===== LISTED RECORDS

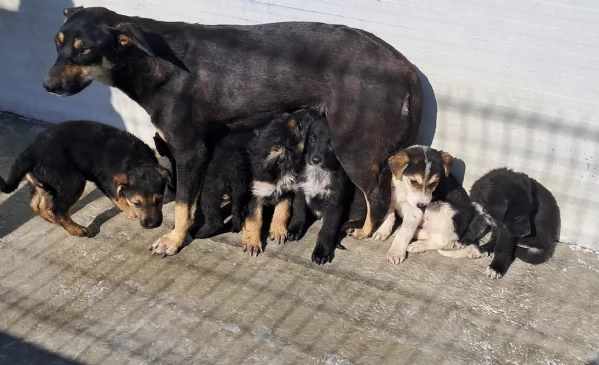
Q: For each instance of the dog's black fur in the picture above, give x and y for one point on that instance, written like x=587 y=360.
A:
x=324 y=189
x=523 y=217
x=276 y=155
x=227 y=178
x=189 y=77
x=62 y=158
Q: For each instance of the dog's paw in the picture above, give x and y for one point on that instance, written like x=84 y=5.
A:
x=381 y=235
x=166 y=246
x=250 y=242
x=322 y=254
x=360 y=234
x=396 y=256
x=418 y=247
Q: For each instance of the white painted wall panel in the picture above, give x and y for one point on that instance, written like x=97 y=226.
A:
x=516 y=82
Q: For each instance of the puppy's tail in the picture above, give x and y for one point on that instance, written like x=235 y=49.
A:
x=413 y=108
x=19 y=169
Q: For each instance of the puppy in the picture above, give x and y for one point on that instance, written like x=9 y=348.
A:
x=62 y=158
x=227 y=180
x=324 y=190
x=276 y=156
x=435 y=208
x=522 y=215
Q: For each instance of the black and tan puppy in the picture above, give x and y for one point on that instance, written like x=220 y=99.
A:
x=190 y=77
x=227 y=180
x=522 y=215
x=62 y=158
x=435 y=208
x=276 y=156
x=324 y=190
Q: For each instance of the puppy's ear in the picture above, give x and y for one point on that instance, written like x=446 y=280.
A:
x=70 y=11
x=447 y=162
x=130 y=35
x=398 y=163
x=120 y=183
x=166 y=175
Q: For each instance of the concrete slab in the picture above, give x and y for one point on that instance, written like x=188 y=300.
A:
x=106 y=300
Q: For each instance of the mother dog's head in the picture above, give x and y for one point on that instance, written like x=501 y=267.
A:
x=420 y=168
x=89 y=44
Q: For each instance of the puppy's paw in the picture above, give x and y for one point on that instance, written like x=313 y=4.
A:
x=396 y=256
x=322 y=254
x=360 y=234
x=381 y=235
x=418 y=247
x=166 y=246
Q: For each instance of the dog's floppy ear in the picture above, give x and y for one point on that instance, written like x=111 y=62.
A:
x=70 y=11
x=447 y=162
x=120 y=182
x=398 y=163
x=130 y=35
x=166 y=175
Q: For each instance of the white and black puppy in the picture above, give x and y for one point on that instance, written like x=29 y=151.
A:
x=435 y=208
x=324 y=190
x=522 y=215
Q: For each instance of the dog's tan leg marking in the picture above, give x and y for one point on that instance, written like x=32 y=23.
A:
x=252 y=227
x=170 y=243
x=366 y=230
x=122 y=204
x=470 y=251
x=421 y=234
x=412 y=217
x=280 y=218
x=386 y=227
x=70 y=226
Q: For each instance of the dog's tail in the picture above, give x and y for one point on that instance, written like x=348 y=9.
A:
x=19 y=169
x=412 y=108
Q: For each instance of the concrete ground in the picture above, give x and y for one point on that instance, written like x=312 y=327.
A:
x=106 y=300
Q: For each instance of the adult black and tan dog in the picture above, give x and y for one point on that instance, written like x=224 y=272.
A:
x=189 y=77
x=324 y=190
x=62 y=158
x=522 y=215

==========

WHAT YOU ARE ASKED TO DO: Repeat, character for character, the lines from the one that holds "Q: For each instance of the dog's tan" to the final line of the material, inclusive, and no other lines.

ANSWER BELOW:
Q: For each instance of the dog's tan leg marking in the picture above, give x and y for one point on that instance, written like x=32 y=23.
A:
x=252 y=227
x=170 y=243
x=366 y=230
x=122 y=204
x=470 y=251
x=421 y=234
x=412 y=217
x=280 y=218
x=386 y=227
x=70 y=226
Q: For each instance of the dog's tail in the picture above, give x and y for one point on that instance, written like x=348 y=9.
A:
x=19 y=169
x=412 y=108
Q: For each instance of the concrete ground in the picture above, give x and y for one point on that instance, written like x=312 y=327.
A:
x=106 y=300
Q: For each instance of the adult black and tan dog in the picture above, give x and y for one point on that instance, written like x=224 y=272.
A:
x=189 y=77
x=324 y=190
x=62 y=158
x=522 y=215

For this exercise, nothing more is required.